### INSTRUCTIONS TO FOLLOW:
Keep only the lines from the top of the listing through the one with "169L754 137L735 123L691", and reproduce them unaltered.

☆ ☆ ☆ ☆ ☆

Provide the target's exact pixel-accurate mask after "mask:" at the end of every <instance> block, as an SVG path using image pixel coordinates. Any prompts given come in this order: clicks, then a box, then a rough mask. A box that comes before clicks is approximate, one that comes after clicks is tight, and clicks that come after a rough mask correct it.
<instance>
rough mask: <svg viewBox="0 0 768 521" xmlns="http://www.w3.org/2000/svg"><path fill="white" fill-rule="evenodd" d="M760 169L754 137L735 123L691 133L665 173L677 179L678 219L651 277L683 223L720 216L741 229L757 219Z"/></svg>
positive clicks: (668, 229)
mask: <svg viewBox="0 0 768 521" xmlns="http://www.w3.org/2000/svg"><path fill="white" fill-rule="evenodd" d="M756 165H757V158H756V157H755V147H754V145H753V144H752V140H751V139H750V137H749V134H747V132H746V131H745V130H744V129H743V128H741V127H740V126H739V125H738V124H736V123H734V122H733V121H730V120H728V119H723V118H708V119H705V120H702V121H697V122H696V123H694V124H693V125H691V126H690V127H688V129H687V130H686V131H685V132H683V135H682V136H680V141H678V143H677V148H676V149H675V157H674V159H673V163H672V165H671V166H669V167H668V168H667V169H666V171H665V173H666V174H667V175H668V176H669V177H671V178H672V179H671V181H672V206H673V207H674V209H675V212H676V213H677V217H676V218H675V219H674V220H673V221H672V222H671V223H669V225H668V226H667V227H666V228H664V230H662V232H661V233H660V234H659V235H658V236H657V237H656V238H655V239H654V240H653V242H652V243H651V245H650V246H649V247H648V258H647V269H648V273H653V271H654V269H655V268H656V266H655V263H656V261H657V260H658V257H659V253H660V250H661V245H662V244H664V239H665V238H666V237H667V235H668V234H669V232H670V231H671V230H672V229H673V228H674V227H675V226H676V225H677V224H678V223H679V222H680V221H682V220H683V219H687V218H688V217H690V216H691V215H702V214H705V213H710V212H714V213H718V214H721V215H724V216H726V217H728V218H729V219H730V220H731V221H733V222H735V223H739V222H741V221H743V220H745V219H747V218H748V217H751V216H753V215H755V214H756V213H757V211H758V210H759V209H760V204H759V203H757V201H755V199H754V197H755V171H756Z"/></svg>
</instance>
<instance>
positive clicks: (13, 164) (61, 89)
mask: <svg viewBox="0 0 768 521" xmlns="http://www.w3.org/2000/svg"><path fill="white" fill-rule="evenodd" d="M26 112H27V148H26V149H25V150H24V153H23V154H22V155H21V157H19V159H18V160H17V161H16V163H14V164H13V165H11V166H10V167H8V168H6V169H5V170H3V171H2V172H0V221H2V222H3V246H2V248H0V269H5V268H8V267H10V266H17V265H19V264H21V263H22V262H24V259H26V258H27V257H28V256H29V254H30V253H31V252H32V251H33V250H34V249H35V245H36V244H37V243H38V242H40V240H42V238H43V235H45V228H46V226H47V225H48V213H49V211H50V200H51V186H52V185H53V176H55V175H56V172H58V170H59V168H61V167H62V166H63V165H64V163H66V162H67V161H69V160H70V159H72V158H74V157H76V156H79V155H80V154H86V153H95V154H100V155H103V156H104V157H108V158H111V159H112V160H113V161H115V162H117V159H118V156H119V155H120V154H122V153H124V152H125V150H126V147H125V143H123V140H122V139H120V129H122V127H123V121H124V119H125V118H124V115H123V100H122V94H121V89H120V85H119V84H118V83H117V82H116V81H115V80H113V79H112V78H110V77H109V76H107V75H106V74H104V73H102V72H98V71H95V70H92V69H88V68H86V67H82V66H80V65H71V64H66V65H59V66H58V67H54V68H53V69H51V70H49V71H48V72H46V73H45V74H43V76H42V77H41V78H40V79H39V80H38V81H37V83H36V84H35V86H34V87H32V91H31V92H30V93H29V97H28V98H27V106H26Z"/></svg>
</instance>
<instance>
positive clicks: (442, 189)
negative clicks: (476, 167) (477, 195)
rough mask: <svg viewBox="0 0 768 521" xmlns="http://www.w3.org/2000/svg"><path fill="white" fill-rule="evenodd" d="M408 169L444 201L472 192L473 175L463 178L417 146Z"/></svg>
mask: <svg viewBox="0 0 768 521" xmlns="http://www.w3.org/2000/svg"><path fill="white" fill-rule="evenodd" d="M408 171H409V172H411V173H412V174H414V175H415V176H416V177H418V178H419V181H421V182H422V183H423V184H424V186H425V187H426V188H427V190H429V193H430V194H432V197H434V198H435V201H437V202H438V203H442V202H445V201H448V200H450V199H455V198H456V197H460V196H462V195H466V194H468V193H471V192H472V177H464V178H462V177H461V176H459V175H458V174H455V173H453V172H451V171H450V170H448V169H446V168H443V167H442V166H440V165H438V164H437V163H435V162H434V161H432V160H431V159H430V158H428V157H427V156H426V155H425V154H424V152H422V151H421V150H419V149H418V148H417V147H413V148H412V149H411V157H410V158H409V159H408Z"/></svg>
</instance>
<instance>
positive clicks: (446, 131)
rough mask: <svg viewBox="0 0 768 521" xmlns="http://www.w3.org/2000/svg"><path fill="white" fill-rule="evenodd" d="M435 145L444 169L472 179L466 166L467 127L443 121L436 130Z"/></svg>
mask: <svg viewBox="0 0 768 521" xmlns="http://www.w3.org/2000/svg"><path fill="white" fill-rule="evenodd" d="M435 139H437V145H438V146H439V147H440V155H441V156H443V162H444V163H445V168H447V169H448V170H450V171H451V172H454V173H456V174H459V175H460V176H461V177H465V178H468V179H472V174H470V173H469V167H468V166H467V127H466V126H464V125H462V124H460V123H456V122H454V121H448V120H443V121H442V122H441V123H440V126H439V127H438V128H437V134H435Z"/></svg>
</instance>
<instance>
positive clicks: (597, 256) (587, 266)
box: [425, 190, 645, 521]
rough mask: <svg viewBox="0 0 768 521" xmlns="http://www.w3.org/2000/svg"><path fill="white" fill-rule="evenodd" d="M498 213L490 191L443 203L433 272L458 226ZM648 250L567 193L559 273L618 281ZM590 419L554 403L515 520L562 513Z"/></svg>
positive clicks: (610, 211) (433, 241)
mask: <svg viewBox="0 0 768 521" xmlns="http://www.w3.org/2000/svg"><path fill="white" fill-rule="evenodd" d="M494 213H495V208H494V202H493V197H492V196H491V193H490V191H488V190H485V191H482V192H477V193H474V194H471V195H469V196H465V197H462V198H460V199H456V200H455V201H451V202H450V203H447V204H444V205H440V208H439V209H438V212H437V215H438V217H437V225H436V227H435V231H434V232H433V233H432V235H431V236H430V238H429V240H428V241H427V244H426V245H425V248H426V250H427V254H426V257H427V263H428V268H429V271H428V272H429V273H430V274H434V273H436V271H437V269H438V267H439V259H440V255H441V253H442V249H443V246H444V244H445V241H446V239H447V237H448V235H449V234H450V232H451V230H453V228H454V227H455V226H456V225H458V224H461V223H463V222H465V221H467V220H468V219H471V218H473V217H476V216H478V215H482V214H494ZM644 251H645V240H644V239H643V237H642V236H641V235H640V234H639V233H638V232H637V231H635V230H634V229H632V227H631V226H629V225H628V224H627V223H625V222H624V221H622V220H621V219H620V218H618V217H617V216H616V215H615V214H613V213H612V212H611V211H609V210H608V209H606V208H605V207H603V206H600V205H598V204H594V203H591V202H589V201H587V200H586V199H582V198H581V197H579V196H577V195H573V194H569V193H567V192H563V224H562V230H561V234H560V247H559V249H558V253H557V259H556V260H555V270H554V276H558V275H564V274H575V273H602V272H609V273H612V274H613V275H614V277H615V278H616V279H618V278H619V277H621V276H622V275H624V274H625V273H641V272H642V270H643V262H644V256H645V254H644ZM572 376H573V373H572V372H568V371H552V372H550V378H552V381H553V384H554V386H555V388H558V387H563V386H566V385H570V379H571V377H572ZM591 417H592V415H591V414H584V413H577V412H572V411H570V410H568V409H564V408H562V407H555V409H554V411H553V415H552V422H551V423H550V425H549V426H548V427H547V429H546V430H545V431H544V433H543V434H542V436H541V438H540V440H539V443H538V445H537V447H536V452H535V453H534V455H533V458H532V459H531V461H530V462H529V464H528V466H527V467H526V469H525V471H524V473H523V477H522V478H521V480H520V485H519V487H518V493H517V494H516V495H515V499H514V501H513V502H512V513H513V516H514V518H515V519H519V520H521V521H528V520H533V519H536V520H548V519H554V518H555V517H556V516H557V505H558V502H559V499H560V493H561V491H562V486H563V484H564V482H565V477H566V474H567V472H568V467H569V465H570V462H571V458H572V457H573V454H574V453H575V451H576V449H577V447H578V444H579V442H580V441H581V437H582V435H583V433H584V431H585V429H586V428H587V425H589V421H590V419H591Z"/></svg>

☆ ☆ ☆ ☆ ☆

### RESPONSE BELOW:
Provide the target's exact pixel-accurate mask after "mask:" at the end of every <instance> block, as an SVG path using image pixel coordinates. Any prompts given come in this order: clicks, then a box, then a rough mask. A box that comes before clicks is approximate, one that comes after clicks is tight, and clicks that come after a rough mask correct it.
<instance>
rough mask: <svg viewBox="0 0 768 521" xmlns="http://www.w3.org/2000/svg"><path fill="white" fill-rule="evenodd" d="M760 169L754 137L735 123L691 133L665 173L677 179L678 219L651 277L683 223L720 216L741 229L757 219Z"/></svg>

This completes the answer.